Request
Copy out every one of the lines below word for word, changing nothing.

Material supplied
----

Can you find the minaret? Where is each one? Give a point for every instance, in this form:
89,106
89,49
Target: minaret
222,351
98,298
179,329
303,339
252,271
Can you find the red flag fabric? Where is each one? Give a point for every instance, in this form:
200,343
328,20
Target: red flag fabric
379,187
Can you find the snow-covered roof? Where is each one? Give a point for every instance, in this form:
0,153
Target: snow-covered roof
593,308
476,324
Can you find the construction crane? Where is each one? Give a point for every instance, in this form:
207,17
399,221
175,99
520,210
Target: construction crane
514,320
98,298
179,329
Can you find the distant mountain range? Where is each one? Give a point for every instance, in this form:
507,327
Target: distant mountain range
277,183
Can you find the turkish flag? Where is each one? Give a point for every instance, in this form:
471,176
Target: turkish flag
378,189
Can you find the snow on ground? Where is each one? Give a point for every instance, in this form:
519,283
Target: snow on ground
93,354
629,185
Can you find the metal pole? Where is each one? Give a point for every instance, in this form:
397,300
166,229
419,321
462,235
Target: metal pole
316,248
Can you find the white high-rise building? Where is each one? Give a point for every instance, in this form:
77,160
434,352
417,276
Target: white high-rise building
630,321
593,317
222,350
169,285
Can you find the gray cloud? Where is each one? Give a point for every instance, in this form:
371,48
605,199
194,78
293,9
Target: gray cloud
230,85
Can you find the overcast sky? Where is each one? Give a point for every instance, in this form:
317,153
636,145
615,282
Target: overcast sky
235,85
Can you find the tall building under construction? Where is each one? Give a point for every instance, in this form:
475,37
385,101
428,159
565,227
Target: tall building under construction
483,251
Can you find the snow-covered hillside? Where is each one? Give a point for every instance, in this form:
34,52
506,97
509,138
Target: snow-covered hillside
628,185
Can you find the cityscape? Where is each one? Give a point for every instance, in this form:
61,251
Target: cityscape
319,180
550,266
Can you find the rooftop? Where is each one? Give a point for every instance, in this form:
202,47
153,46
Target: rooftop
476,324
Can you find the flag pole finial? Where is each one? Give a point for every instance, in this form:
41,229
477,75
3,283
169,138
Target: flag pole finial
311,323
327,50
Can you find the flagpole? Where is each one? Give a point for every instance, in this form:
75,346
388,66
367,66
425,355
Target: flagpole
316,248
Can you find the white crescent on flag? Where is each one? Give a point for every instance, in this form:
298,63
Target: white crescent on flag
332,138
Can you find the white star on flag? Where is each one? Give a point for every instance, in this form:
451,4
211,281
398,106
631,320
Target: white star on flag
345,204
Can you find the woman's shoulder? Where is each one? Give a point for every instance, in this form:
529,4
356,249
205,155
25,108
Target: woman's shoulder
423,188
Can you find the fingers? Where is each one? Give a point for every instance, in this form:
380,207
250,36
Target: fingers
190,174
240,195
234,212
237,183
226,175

----

Correct result
Can you find the minaret? Where is each one? Give a point for every instance, in this form:
89,106
89,49
Target: minaret
222,351
98,298
179,329
303,339
252,271
Can you find the red flag fabric? Where is each one? Give a point for every instance, in this form:
200,343
328,20
Target: red flag fabric
379,187
Can you find the snow-covered roof? Where is each one? Give a point for every instance, in this form:
0,153
Target: snow-covered roof
593,308
476,324
Can you find the construction crane? Where is each one? Give a point for every instance, in this form:
207,17
399,221
175,99
520,210
Target: construction crane
514,320
98,298
179,329
Can you find the distant mountain range? Where is each one? Give a point for every instance, in this form:
507,327
Target: distant mountain range
277,183
Can you find the turkish flag? Where is each one? Give a point for every instance, in this form:
471,176
Target: turkish flag
378,189
Can you find the snow on ground? Where is each one? Give a point for every instance, in this form:
519,283
Target: snow on ground
93,354
629,185
Can you find the metal pole? Where is each one? Give a point for every instance, in this form:
397,300
166,229
419,321
462,235
Target: metal pole
316,248
Can you find the white high-rise building? Where is each one? Give a point for every instance, in this form:
77,160
434,352
417,276
Target: white high-rise building
630,321
593,317
222,350
169,285
Can you find the gray cloud? Where is each one? Give a point for every instance, in this form:
371,48
605,199
194,78
293,9
Target: gray cloud
230,85
Can you find the overcast sky? Where is each one? Give a point for every instance, in this form:
317,153
636,145
615,282
Target: overcast sky
235,85
Can you find the tall building under construction? Where is each one? Give a point for every instance, in this form:
475,37
385,101
428,159
565,227
Target: tall building under construction
483,251
Can you find the snow-covered hillside? Where is each one? Give a point for every instance, in this form:
34,52
506,97
509,138
Target: snow-covered hillside
628,185
Can you find the cityscape? Where is each one? Give a point for every instance, in this form:
61,251
Target: cityscape
319,180
550,266
Can you find the rooftop? Where is each one? Give a point for every instance, in this form:
202,47
153,46
Target: rooftop
476,324
Can you find the flag pole finial? Where is each one? Give a point for every instance, in this form:
41,229
477,75
3,283
169,138
Target: flag pole finial
311,323
327,50
Can you find the flagpole? Where is each one? Give a point for every instance, in this form:
75,346
388,66
367,66
425,355
Target: flagpole
316,248
Can you find the white crescent on flag? Where is each one? Give a point for every instance, in this form:
298,63
Target: white crescent on flag
332,138
Can you find the white star on flag? Where is each one? Give a point for every instance, in this form:
451,4
211,281
398,106
631,320
Target: white star on flag
345,204
Can you find the woman's shoulder? Where is each one? Give a point for every instance, in this form:
529,4
356,249
205,155
25,108
Target: woman's shoulder
423,188
Can you find the fingers? Where is each one? Give a point for every instance, in this form:
380,207
250,36
Target: fingers
190,174
240,195
234,212
237,183
226,175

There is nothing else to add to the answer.